YOUR OBJECTIVE: In the text on Redis modules, what is the preferred way to load a module library into Redis?
### PAGE TEXT
Extending Redis with Redis Modules

This chapter covers Redis Modules

  • Starts off with a brief introduction to Redis Modules

  • Explore ReBloom module which provides Bloom Filter as a native Redis data structure

Redis Modules 101

Redis Modules are components whose goal is to allow use to extend Redis feature set without changing the core source code. Module libraries need to be loaded into Redis. There are a couple of options

  • (preferred way) use the loadmodule configuration directive in redis.conf e.g. loadmodule custommodule.so

  • start Redis server with the loadmodule argument e.g. redis-server --loadmodule custommodule.so

  • you can also use the MODULE LOAD command to achieve the same result at runtime e.g. MODULE LOAD custommodule.so

For example, in order to build the ReJSON module you can

  • get the source code - git clone https://github.com/RedisLabsModules/rejson.git

  • build (using make) the module - resulting in rejson.so

  • .. and then load the module using above mentioned methods

The list of available (open source) Redis modules can be found here

Bloom Filter

It is a probabilistic data structure. Simply put, it can be used to check whether an element is present in a set or not. It's probabilistic because it can never give a false negative but it is possible that it might return a false positive i.e. a Bloom Filter will tell you of the absence of an element with 100% accuracy but there is a (rare) probability of an error (this is actually configurable) in checking for presence of an element. It is both fast as well as memory efficient

it is possible to tune the probability of getting a false positive by changing the size of the Bloom filter (the more space we allocate, the lesser the likelihood of false positives)
######
### DATA ENTRIES
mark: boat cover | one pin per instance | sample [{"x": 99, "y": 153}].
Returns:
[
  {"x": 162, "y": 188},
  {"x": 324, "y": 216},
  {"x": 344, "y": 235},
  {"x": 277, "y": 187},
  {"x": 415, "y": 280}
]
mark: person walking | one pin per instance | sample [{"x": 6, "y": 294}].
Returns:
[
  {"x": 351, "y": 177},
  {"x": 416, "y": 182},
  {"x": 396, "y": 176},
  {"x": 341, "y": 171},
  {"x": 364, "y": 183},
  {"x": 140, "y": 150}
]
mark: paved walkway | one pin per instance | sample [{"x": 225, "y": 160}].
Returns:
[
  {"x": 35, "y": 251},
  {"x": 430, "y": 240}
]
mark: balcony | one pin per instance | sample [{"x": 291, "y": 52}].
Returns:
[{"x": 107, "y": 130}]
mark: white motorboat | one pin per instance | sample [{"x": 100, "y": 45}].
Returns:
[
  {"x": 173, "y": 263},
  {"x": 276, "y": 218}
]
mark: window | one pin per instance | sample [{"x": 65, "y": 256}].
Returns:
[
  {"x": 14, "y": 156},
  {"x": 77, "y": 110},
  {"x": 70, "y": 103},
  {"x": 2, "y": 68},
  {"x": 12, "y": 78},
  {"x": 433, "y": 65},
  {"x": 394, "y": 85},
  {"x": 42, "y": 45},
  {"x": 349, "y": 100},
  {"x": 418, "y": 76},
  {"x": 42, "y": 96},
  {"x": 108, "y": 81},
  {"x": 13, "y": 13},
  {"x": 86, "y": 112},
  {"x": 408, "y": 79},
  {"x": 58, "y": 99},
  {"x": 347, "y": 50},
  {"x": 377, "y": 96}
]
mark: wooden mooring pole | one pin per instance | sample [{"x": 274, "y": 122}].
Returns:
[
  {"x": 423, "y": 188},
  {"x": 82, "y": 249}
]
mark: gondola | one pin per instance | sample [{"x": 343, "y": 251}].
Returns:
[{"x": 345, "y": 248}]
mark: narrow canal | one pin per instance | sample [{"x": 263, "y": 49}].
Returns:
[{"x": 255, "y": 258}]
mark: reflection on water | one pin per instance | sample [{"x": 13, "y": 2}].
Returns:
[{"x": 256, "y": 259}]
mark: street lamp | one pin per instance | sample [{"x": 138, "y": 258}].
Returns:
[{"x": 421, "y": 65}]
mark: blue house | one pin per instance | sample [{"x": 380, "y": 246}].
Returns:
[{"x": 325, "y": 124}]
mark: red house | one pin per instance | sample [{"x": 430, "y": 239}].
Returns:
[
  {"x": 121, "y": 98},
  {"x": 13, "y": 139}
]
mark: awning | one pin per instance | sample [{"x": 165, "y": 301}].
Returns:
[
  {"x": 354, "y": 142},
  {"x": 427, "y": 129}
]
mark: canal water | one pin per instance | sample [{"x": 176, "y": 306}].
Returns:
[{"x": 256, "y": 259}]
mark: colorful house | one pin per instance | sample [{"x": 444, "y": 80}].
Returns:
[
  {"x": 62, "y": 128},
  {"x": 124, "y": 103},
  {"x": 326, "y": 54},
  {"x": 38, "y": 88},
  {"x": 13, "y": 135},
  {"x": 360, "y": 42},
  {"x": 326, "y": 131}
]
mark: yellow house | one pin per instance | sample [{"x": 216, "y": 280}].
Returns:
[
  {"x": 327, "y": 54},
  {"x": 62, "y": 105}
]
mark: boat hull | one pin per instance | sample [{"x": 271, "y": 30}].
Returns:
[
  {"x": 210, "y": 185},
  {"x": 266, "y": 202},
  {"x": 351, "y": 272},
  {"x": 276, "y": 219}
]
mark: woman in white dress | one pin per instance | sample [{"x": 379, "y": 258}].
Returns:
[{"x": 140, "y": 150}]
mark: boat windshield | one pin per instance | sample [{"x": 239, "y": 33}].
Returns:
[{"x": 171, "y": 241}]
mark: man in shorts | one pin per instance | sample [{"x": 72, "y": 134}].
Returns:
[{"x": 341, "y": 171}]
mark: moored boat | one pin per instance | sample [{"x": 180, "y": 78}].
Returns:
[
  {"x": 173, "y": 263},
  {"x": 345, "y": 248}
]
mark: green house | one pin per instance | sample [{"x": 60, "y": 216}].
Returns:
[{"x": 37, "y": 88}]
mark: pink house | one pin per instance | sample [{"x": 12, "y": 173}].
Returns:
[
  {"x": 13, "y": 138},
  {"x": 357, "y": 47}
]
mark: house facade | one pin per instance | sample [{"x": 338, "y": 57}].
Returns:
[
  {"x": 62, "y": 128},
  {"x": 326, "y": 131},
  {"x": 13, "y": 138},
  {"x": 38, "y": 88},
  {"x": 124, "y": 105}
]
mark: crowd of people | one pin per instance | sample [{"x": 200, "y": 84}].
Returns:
######
FINISHED TASK: Use the loadmodule configuration directive in redis.conf.